• Box-labeled dataset extracts

[Start]

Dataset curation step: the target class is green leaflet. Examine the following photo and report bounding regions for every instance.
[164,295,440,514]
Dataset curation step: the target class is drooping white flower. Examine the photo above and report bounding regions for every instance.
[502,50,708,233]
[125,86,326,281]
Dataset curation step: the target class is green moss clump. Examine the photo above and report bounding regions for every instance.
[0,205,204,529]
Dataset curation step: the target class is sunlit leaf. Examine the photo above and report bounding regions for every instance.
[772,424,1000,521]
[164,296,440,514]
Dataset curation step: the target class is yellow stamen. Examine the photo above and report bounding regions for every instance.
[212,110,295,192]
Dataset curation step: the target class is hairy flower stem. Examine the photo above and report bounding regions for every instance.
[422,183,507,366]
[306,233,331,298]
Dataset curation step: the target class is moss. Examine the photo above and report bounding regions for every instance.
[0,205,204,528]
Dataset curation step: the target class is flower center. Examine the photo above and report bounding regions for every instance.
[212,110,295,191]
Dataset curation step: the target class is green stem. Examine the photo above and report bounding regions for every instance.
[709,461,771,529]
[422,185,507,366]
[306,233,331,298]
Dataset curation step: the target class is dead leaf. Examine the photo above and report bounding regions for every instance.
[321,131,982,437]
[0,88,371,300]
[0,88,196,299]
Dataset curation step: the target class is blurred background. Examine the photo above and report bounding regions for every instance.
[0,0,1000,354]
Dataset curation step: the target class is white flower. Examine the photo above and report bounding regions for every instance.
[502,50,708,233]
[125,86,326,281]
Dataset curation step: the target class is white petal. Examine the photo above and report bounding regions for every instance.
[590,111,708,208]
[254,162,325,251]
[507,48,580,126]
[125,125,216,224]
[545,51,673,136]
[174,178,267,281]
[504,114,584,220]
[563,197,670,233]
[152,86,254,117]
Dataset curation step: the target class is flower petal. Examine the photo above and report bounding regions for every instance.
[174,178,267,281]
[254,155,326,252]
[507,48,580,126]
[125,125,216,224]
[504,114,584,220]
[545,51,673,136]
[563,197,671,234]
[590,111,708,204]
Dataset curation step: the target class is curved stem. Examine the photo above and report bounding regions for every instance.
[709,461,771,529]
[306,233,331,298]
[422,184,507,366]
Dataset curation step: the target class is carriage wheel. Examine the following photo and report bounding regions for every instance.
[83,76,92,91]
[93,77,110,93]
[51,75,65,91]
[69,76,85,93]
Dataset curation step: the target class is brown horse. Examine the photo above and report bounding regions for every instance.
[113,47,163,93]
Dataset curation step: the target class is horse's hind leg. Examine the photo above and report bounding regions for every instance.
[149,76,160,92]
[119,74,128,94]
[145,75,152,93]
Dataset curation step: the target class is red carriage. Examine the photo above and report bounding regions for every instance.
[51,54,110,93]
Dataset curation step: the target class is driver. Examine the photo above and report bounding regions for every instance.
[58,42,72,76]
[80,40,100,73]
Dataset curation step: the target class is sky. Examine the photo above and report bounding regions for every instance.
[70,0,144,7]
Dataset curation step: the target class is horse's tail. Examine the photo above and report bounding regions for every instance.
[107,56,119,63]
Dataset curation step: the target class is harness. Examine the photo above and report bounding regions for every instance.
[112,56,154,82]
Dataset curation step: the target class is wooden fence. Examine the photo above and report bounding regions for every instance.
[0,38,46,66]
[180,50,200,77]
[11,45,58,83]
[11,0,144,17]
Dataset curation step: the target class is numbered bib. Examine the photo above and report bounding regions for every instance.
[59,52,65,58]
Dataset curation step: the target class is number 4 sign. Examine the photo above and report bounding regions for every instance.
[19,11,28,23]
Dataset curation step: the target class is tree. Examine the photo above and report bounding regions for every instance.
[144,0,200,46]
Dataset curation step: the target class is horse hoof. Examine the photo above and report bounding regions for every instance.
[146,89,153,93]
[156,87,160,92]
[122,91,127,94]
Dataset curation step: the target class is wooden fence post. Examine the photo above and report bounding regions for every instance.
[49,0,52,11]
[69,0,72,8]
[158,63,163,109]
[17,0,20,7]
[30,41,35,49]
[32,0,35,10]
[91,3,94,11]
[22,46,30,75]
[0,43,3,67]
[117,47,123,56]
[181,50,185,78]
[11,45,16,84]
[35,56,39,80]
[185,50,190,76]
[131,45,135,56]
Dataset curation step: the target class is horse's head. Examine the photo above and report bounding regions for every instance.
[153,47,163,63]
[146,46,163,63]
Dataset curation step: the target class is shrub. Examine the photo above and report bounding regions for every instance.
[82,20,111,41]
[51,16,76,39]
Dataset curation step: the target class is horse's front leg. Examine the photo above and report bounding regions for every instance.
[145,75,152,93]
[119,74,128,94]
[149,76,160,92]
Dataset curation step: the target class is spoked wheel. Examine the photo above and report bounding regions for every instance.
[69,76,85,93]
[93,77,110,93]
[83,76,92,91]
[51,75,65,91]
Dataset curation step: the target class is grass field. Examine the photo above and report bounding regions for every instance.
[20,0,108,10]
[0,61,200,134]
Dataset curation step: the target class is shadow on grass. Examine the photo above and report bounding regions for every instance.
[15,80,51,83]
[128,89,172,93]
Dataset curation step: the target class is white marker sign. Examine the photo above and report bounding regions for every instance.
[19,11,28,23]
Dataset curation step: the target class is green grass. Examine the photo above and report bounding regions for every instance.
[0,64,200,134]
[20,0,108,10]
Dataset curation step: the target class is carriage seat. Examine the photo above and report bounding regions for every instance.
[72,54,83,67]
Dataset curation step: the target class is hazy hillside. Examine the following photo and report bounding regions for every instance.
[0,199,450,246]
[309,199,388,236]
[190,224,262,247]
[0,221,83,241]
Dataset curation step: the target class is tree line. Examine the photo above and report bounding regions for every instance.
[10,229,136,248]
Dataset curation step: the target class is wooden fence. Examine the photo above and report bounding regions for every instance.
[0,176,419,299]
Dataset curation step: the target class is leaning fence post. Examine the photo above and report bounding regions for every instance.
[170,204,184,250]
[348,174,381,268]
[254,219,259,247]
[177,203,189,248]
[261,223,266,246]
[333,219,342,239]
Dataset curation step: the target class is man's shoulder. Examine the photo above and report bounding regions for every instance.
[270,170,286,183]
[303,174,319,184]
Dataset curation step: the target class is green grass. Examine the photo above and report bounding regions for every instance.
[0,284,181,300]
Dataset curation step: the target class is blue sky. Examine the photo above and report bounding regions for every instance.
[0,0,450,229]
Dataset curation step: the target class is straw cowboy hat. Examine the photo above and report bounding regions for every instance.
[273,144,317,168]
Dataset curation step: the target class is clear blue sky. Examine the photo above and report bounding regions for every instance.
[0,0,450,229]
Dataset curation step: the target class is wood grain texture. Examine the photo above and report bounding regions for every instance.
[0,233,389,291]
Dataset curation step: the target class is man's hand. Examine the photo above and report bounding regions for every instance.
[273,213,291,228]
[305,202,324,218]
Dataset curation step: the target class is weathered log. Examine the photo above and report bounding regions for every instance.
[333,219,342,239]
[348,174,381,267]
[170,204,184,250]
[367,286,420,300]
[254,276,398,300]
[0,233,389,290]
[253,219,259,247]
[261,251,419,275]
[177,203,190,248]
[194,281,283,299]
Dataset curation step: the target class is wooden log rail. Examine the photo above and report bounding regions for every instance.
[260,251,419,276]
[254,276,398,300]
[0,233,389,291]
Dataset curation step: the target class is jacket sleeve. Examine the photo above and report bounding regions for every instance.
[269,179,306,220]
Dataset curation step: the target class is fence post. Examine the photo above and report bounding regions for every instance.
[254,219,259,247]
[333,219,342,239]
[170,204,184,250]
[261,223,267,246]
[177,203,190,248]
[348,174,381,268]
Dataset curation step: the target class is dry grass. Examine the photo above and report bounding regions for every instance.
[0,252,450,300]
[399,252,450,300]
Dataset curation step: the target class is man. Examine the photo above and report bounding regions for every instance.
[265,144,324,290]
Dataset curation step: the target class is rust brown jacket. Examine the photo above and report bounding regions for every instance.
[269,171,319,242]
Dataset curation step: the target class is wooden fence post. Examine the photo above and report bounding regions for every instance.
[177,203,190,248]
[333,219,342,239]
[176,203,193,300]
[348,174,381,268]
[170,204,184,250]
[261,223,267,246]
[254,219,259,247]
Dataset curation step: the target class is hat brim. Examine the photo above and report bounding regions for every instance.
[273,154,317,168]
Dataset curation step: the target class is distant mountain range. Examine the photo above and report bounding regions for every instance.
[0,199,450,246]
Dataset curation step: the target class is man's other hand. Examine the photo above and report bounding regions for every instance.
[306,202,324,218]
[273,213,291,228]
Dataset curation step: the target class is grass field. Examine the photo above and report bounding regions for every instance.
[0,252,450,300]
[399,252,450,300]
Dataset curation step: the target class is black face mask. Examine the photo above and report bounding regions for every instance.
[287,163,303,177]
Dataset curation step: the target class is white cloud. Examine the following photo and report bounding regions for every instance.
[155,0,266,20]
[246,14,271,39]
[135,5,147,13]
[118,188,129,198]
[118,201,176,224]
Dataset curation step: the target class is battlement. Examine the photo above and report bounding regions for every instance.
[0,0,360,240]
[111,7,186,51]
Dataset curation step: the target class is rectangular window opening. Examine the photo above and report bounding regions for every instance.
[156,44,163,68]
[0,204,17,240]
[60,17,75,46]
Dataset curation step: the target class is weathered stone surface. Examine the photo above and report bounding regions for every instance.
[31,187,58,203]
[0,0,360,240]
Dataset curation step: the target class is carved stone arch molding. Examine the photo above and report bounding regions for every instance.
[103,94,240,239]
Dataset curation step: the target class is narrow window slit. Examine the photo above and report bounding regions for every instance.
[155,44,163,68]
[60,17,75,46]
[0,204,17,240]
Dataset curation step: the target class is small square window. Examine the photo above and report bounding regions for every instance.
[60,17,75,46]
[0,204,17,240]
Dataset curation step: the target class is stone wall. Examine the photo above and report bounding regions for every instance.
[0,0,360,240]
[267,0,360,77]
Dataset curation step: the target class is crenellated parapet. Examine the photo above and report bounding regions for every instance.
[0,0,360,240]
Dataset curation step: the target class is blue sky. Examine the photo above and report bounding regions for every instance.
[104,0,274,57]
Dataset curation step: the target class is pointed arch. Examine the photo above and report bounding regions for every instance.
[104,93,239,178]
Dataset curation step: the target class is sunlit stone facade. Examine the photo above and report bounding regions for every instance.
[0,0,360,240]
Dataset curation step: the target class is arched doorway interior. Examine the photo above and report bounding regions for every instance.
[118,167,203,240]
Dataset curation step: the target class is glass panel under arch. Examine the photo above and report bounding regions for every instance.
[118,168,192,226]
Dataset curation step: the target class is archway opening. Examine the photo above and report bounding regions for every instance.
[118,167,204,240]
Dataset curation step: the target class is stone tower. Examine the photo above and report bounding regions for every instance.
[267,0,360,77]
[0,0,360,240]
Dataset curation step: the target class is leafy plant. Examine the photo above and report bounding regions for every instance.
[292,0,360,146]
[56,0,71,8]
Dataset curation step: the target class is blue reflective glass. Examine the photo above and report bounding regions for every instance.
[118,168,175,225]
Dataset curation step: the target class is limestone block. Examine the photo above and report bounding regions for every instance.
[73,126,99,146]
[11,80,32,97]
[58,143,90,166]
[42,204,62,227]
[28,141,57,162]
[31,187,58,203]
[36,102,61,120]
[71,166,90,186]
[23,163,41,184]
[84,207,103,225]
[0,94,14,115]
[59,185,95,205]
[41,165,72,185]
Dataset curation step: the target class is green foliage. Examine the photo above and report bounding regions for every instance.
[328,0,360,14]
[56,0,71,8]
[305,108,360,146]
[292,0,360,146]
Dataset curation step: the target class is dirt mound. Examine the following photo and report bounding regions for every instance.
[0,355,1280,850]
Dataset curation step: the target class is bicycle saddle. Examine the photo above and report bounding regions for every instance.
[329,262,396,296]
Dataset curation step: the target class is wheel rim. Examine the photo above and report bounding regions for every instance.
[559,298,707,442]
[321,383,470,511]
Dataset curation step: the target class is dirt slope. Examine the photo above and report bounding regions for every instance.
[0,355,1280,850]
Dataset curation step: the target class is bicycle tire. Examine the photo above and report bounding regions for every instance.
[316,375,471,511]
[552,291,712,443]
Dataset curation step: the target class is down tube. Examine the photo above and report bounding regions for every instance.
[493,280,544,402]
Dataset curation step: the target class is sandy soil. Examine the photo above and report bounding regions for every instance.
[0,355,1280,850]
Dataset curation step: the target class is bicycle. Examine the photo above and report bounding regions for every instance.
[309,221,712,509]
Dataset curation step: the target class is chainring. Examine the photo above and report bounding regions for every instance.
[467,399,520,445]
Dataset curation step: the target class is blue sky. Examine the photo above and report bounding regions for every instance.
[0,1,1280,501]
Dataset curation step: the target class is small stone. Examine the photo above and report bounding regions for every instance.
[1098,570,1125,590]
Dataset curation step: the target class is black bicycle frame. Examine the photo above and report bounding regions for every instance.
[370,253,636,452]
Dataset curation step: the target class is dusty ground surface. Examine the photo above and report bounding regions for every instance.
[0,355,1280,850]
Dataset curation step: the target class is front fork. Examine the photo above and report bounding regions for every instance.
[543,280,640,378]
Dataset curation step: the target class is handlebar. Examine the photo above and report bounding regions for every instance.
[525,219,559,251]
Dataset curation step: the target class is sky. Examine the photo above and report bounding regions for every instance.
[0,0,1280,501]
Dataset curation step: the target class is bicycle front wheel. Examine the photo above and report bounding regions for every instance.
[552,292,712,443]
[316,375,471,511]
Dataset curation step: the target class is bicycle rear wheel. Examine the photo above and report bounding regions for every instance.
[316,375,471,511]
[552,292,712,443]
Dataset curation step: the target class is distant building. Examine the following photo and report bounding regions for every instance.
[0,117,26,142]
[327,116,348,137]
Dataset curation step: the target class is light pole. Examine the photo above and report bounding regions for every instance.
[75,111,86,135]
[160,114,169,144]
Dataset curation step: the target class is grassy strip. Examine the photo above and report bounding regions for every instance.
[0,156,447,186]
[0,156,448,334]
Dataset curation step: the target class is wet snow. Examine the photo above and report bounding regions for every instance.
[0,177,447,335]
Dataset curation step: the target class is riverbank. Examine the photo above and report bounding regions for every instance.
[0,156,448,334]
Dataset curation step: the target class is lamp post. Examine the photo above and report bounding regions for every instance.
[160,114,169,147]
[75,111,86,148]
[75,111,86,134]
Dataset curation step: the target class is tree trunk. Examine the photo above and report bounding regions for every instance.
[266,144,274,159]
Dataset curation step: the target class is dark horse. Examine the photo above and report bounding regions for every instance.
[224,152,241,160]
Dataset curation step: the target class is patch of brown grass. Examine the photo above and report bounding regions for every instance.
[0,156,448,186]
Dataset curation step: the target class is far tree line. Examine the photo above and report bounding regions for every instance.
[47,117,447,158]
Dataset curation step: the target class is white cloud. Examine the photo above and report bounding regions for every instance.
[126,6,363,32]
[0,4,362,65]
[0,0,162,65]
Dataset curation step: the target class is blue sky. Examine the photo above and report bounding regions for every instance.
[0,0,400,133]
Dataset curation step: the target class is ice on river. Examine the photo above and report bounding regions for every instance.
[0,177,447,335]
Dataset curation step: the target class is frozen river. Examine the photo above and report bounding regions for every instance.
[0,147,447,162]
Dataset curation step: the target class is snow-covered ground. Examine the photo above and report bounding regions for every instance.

[End]

• WORK TO BE COMPLETED
Scale the items starting with the line that contains "Dataset curation step: the target class is bicycle saddle." and going on through the line that contains "[552,291,712,443]", both ends included. Give every one of those lines again, with each box coordinate multiplied by 0.3 and rounded to a whole number (halves round up).

• IN RESPONSE
Dataset curation step: the target class is bicycle saddle. Examine the photo above and report bounding regions for every instance.
[99,79,119,89]
Dataset curation step: the target class is wheel rim. Examine the photo above and report bounding regions for every instance.
[168,89,212,133]
[96,115,141,153]
Dataset curation step: the target class is dirt slope. Examine the photo above and report bounding regions for every instance.
[0,107,384,255]
Dataset curation step: the target class is bicycle tire. Examine the photo above and report bounding regions for every instance.
[95,113,141,153]
[166,87,214,133]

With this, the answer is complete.